→ **Problem to solve**
Copy out every record below exactly as written, but leave out any pictures.

— start of Source data —

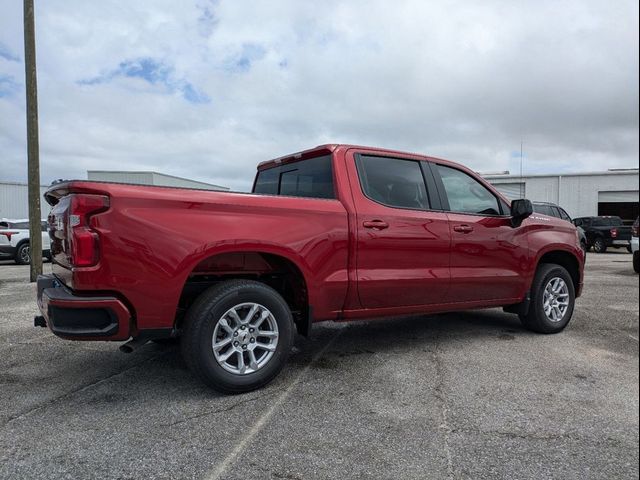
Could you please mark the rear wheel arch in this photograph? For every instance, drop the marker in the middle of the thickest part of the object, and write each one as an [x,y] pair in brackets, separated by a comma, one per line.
[277,271]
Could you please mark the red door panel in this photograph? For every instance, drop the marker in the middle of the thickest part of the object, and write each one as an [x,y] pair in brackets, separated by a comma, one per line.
[488,258]
[402,255]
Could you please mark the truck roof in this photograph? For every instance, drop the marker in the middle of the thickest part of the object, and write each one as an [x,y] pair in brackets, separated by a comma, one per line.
[329,148]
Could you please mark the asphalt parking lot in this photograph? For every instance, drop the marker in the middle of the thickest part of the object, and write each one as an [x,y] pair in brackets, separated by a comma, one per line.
[462,395]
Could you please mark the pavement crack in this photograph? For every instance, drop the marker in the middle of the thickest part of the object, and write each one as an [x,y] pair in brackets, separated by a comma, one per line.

— end of Source data —

→ **The reply**
Could you please mark the rear wheel arch in this photograph? For every instance, drop the marker in the middle of the thickest part of the object, and write each one as an [x,y] pair in brackets, separated by a comma, one per line.
[277,271]
Could you please mark the red door panel in this photograph? For every instance, drop the marker in the middle of the thickest part of the object, and write each one as an [x,y] pair in brackets, separated by a comma, one per line.
[488,258]
[402,255]
Could you please mark the truck roof in this photograph? For every instance, drop the marker in the middle of the thickest part of the object, and write each one as an [x,y] pair in brackets, separated by a comma, one per line.
[329,148]
Could you please mark the asphalt parking lot in this photograph? For every instance, drop the marker in the middle of the thickest part of the object, and write each one as an [x,y] pair in brackets, separated by a comma, one per line.
[462,395]
Could you please mark the pavement crack in this photograph? For every instance, drop the marker in the middle of the thickest part of the object, and write each one as an [x,y] pair in brackets, separated by a comma, one per line.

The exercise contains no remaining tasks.